- [Aim of the exercise] Can you echo back the lines word for word, starting with the line that contains "7. Identify the light-colored" and ending with the line that contains "227;351;308;403"?
** BEGIN Material provided **
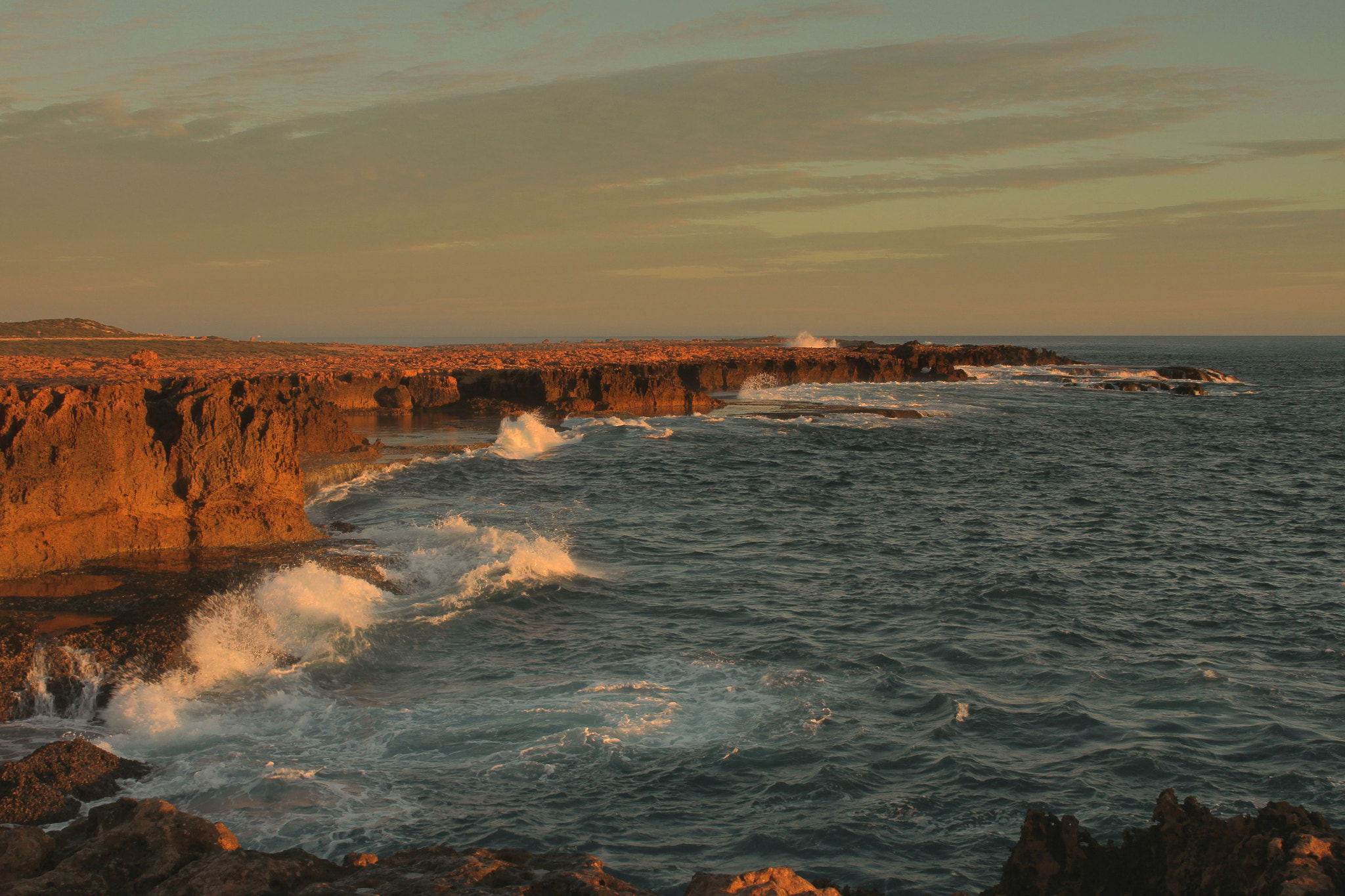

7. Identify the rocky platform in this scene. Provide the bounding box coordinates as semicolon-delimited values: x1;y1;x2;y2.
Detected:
0;740;1345;896
0;333;1069;580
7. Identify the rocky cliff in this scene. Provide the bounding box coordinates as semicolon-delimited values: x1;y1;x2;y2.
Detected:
0;379;361;578
0;343;1069;579
452;344;1070;415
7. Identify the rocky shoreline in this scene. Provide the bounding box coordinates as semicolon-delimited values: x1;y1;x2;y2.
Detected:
0;338;1069;580
0;739;1345;896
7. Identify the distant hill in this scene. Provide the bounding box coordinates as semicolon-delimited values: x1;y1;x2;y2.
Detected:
0;317;144;339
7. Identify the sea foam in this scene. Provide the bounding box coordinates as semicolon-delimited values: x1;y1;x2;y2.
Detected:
104;563;382;735
784;330;839;348
491;414;584;461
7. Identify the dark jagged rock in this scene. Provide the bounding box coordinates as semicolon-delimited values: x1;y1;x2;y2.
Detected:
982;788;1345;896
153;849;349;896
0;340;1069;579
300;846;664;896
0;798;247;896
0;798;652;896
753;404;924;421
1154;367;1236;383
686;868;842;896
0;739;149;825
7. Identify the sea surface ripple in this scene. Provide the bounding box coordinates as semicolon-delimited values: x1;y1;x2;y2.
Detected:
11;339;1345;893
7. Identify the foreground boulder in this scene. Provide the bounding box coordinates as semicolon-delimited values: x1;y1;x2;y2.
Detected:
0;798;656;896
686;868;841;896
0;798;348;896
0;739;149;825
982;788;1345;896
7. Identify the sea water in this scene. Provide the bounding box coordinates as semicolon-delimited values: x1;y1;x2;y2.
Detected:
5;339;1345;893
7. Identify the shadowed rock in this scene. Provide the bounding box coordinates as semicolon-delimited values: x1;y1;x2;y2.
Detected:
982;788;1345;896
300;846;652;896
686;868;841;896
0;739;149;825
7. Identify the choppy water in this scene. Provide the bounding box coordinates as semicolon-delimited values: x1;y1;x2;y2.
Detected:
8;339;1345;893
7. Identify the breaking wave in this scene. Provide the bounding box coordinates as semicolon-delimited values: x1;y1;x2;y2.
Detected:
491;414;584;461
389;515;583;612
104;563;382;735
784;330;841;348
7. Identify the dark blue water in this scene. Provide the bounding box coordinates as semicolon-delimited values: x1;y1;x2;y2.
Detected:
12;339;1345;893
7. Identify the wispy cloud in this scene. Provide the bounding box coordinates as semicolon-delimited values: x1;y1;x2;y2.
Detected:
584;0;885;59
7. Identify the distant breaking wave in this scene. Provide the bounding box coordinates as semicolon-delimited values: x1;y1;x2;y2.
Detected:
784;330;841;348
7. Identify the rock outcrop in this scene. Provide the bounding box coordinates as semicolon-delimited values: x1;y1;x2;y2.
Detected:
982;788;1345;896
0;340;1069;577
453;343;1072;415
300;846;652;896
686;868;841;896
0;739;149;825
0;379;362;579
0;798;651;896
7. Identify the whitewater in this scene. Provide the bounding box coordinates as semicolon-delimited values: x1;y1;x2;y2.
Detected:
5;339;1345;895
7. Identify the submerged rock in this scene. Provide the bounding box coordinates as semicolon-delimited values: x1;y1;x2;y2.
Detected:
300;846;652;896
0;738;149;822
982;788;1345;896
686;868;841;896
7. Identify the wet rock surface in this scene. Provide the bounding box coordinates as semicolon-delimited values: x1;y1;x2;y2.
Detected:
299;846;664;896
686;868;841;896
0;739;149;825
0;547;397;720
734;402;924;421
0;763;1345;896
982;788;1345;896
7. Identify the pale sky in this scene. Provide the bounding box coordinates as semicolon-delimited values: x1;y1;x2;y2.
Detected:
0;0;1345;339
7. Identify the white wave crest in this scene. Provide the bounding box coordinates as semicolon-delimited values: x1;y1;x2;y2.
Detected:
389;515;583;622
784;330;841;348
104;563;382;735
491;414;584;461
738;373;780;398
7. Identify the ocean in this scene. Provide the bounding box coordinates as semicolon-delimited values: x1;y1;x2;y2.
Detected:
0;337;1345;895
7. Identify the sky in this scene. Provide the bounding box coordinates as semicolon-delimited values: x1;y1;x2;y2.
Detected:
0;0;1345;340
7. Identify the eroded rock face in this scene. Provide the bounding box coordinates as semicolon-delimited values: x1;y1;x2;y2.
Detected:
0;738;149;825
0;798;656;896
0;379;374;579
5;798;244;896
686;868;841;896
300;846;652;896
982;788;1345;896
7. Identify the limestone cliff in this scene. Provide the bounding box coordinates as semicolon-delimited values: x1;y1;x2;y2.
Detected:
0;343;1068;579
0;379;361;578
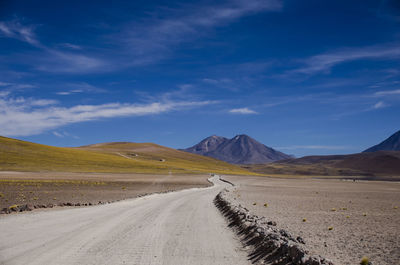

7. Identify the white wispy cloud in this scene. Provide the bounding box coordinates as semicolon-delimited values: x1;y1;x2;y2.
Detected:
36;49;105;73
229;108;258;114
0;95;214;136
290;44;400;74
372;101;389;109
0;20;41;46
374;89;400;96
60;42;82;50
0;19;107;73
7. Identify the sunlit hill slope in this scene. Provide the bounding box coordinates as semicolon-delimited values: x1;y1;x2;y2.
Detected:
0;136;254;174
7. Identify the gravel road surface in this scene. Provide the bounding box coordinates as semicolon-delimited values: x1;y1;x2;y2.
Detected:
0;177;250;265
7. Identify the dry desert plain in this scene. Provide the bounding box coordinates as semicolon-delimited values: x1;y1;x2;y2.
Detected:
0;171;211;210
0;172;400;265
224;176;400;265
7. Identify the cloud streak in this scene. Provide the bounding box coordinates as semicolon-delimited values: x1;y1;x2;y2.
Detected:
229;108;258;114
290;44;400;74
0;95;213;136
0;20;41;46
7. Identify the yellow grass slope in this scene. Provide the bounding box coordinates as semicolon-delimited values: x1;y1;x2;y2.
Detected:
0;136;255;174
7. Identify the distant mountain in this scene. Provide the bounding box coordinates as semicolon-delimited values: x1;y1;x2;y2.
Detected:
364;131;400;152
242;151;400;180
183;134;292;164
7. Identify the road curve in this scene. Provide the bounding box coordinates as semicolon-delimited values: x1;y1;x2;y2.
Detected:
0;177;250;265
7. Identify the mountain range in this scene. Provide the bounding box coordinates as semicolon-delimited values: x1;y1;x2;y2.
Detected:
183;134;292;164
242;131;400;180
364;131;400;152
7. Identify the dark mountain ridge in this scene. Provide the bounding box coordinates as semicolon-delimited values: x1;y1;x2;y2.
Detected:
364;131;400;153
183;134;291;164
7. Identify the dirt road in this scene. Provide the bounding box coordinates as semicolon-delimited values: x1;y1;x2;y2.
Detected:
0;177;249;265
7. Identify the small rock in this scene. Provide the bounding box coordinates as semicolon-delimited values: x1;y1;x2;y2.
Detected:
296;236;306;244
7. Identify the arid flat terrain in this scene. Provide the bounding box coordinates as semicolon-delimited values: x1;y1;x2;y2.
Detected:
0;172;210;210
0;175;250;265
224;176;400;265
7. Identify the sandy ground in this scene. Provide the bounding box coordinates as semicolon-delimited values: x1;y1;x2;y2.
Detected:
0;172;210;210
0;175;249;265
224;177;400;265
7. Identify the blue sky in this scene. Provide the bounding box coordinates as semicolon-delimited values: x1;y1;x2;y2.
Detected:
0;0;400;156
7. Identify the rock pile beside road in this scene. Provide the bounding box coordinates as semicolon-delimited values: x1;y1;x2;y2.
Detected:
214;189;333;265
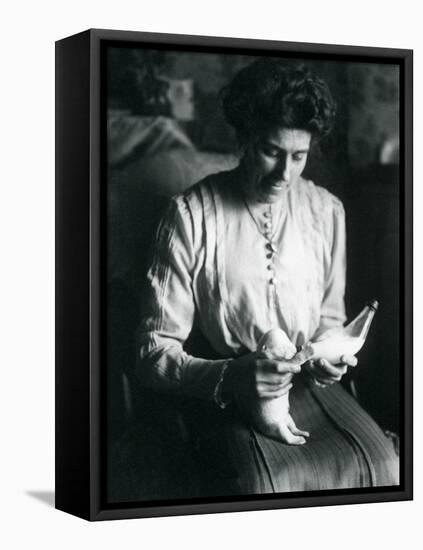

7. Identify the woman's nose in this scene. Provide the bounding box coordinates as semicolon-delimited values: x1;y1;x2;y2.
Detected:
277;157;291;181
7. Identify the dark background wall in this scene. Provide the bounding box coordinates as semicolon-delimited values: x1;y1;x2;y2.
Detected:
108;48;401;436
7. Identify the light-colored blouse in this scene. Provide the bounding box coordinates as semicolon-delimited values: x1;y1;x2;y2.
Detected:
138;169;345;399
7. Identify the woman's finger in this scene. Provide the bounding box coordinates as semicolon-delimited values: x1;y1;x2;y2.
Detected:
256;373;293;386
257;384;292;399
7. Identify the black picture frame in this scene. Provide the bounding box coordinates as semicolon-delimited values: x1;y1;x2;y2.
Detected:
55;29;413;521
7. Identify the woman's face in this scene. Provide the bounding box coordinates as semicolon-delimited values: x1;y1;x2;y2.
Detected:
243;128;311;204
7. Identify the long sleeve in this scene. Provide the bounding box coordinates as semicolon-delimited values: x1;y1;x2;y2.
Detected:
137;196;229;399
313;198;346;340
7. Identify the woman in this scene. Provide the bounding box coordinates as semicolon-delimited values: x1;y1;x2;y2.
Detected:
138;60;398;496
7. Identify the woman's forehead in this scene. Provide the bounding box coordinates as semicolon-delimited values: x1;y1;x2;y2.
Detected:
262;128;311;151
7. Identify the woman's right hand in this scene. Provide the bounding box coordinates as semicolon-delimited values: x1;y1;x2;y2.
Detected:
227;351;308;403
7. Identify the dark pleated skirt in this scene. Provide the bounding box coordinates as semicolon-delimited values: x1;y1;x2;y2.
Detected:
198;377;399;496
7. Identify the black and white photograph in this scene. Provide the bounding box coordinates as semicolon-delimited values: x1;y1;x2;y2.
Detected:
102;42;410;506
0;0;423;550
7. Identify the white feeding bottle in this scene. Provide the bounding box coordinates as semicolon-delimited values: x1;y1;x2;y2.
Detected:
304;300;379;365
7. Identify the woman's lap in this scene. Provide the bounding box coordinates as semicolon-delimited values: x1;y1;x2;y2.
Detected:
195;381;399;496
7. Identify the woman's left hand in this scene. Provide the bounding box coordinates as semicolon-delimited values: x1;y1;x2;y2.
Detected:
306;355;357;387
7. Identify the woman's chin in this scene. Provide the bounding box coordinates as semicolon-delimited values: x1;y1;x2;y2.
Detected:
261;182;290;203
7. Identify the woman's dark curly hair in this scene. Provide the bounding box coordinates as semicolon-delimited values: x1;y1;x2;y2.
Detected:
221;59;336;146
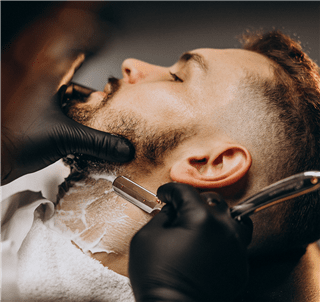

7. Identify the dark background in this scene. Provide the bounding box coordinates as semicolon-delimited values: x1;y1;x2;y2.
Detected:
1;1;320;90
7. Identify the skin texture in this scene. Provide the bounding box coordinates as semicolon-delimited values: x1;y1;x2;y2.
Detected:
53;49;320;301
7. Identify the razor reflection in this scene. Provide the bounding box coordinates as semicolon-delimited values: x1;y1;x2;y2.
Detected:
113;171;320;220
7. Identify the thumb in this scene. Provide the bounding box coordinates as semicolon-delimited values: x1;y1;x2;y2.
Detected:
157;183;210;229
57;116;134;162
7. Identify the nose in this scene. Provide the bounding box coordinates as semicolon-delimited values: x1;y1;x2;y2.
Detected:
121;59;168;84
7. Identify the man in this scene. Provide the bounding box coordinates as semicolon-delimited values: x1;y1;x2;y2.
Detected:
3;32;320;301
56;32;320;301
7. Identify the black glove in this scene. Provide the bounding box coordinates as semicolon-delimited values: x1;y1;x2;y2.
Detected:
1;85;134;185
129;183;252;302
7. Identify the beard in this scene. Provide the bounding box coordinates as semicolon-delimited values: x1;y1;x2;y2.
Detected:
64;77;196;178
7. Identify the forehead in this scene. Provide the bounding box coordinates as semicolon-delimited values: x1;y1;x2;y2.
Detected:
190;48;272;77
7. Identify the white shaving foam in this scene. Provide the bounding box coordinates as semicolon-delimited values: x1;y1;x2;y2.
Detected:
46;174;151;254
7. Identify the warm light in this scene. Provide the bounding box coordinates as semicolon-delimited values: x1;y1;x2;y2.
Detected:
310;177;318;185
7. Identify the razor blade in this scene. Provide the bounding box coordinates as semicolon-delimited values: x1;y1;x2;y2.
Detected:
112;176;164;214
113;171;320;220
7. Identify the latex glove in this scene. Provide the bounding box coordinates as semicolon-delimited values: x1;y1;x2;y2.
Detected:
129;183;252;302
1;55;134;185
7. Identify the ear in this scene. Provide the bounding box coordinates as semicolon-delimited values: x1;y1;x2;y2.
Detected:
170;143;252;189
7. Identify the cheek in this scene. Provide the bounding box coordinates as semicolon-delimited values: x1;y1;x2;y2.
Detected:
104;87;196;126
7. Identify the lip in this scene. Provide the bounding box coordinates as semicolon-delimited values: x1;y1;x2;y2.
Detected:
103;82;112;94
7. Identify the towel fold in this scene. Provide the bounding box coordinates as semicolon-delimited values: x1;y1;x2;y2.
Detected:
3;191;134;302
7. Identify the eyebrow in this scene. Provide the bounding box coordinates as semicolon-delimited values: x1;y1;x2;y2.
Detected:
179;52;208;72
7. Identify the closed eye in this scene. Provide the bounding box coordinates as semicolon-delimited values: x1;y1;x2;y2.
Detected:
169;71;183;83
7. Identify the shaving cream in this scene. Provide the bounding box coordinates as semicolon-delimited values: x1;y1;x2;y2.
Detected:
46;174;152;255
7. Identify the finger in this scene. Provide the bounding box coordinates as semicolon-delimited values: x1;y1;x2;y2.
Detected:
55;112;135;163
157;183;210;228
236;217;253;246
139;204;176;230
58;53;85;89
200;192;225;206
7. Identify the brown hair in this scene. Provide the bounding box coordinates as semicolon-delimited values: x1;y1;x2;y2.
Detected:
242;30;320;244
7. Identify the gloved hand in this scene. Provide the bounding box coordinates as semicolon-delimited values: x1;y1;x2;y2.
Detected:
129;183;252;302
1;60;134;185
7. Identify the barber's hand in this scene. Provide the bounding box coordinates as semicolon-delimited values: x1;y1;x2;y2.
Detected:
1;55;134;185
129;183;252;302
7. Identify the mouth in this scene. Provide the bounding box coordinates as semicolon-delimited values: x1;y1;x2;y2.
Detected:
104;77;120;102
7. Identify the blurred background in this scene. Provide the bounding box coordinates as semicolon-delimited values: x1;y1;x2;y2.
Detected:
0;1;320;200
1;1;320;90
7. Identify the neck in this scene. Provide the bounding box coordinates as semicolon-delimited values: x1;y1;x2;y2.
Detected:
236;243;320;302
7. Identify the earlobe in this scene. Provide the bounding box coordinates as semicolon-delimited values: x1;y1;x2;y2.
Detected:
170;144;252;188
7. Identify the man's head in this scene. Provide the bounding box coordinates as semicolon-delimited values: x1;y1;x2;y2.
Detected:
56;32;320;274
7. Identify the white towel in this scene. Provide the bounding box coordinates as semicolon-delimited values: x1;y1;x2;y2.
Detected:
1;192;134;302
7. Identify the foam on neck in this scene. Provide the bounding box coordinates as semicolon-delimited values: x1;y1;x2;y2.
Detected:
47;174;151;254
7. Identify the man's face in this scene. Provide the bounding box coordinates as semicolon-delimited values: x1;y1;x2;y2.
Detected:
56;49;270;276
69;49;270;184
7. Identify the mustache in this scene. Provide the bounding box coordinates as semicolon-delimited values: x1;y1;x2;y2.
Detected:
102;77;121;105
61;77;121;115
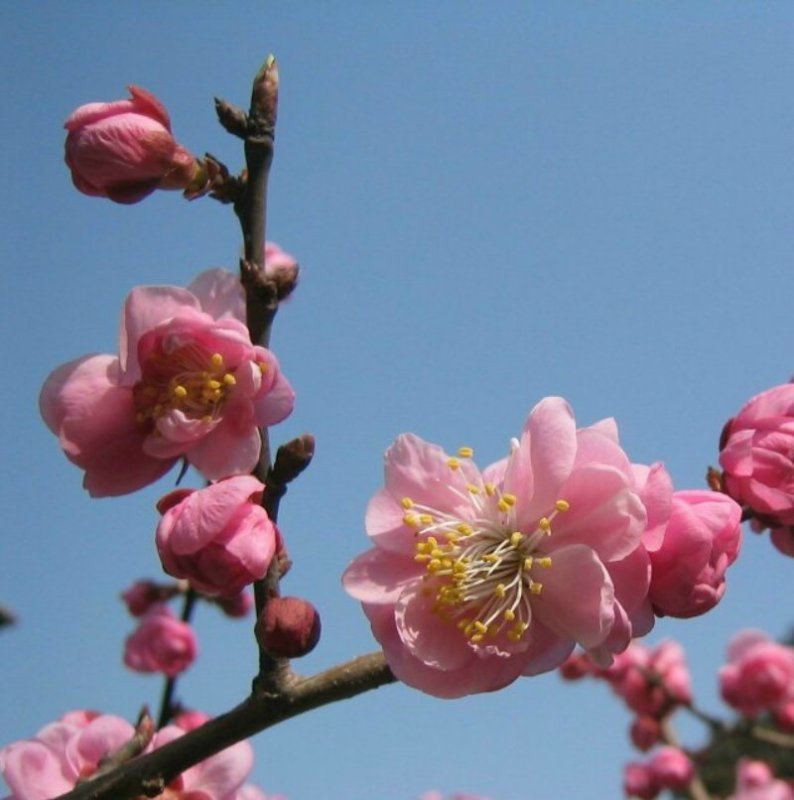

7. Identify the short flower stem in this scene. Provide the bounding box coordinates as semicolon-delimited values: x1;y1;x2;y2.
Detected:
55;652;392;800
157;588;197;730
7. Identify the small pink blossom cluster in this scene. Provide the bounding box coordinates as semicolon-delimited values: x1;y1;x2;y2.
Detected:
623;746;695;800
729;759;794;800
719;630;794;730
720;383;794;556
560;641;692;752
0;711;272;800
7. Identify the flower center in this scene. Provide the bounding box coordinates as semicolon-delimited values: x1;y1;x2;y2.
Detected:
133;343;267;424
402;447;570;644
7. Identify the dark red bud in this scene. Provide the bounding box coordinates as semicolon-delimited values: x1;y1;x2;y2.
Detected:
255;597;320;658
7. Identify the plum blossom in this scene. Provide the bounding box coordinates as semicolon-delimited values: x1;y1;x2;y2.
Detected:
720;383;794;528
155;475;276;596
343;397;653;697
39;270;294;497
729;758;794;800
124;603;198;678
64;86;203;203
648;491;742;617
719;630;794;718
0;712;264;800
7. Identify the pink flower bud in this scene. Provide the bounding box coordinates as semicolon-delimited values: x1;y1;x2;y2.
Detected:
64;86;200;203
124;604;198;678
629;714;662;753
720;383;794;527
256;597;320;658
156;475;276;597
720;630;794;718
623;761;662;800
648;491;742;617
648;747;695;791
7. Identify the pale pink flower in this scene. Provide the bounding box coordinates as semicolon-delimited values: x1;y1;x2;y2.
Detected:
155;475;276;596
64;86;200;203
39;270;294;497
124;603;198;678
648;491;742;617
344;398;652;697
720;383;794;527
0;712;135;800
730;758;794;800
0;714;256;800
719;630;794;718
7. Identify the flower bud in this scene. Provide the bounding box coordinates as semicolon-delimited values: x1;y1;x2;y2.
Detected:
64;86;203;203
256;597;320;658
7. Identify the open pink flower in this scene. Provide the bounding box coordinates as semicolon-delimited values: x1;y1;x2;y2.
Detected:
39;270;294;497
124;603;198;678
155;475;276;596
648;491;742;617
720;630;794;718
720;383;794;527
64;86;200;203
343;398;649;697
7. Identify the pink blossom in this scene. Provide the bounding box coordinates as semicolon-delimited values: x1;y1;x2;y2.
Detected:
155;475;276;596
0;712;134;800
124;603;198;678
648;491;742;617
0;714;254;800
719;630;794;718
604;641;692;719
730;758;794;800
344;398;652;697
39;270;294;497
64;86;200;203
648;746;695;791
720;383;794;527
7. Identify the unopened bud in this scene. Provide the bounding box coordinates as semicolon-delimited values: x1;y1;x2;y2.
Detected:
255;597;320;658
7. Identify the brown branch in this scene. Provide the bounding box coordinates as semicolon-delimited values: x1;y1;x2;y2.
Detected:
55;652;395;800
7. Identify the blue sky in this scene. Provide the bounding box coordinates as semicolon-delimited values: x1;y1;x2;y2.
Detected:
0;0;794;800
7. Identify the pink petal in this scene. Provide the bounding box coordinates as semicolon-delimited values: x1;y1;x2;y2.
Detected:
532;545;615;648
119;286;201;385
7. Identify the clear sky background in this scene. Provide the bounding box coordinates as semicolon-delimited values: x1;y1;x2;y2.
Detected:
0;6;794;800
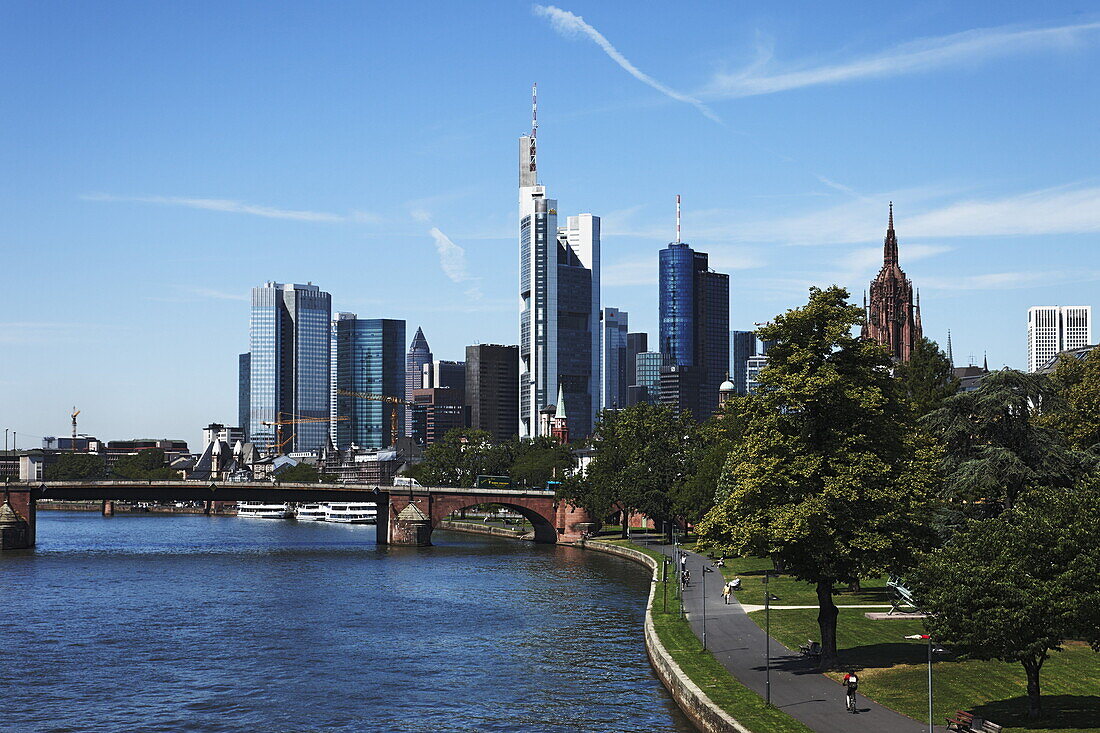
** END Material provided **
- [Finished task]
7. Identify the light-colored blouse in this scene. Provide the bounding box coordinates as semicolon-delimited values: x1;y1;x2;y2.
Detected:
138;169;345;399
7. Identify the woman's finger in this scene. Provide the bounding box coordinates as semicolon-delimited values: x1;y1;x2;y2.
Detected:
256;373;293;386
257;384;292;399
7. Identify the black picture frame in this scene. Provide the bounding box coordinates as semicolon-delimited values: x1;y1;x2;y2.
Detected:
55;29;413;521
7. Identify the woman's face in this scene. Provide the bounding box coordinates as semicolon-delimited values: x1;y1;x2;y2.
Detected:
243;128;311;204
7. Identify the long sleeve in this scene. Provide the bounding box coordinates as semicolon-delimited values: x1;y1;x2;y2.
Detected:
137;196;229;399
313;198;346;340
7. Identify the woman in this scene. Provide the bounding box coordinates as semicolon-delimited values: x1;y1;x2;y2.
Detected:
138;60;398;496
7. Identify the woman's forehead in this scene. Provide the bounding box coordinates as semicolon-delimited values: x1;y1;x2;y2.
Detected:
262;128;311;151
7. Identify the woman's right hand in this scene. Provide the bounding box coordinates as semicolon-delimited values: x1;y1;x2;y2.
Detected:
227;351;308;403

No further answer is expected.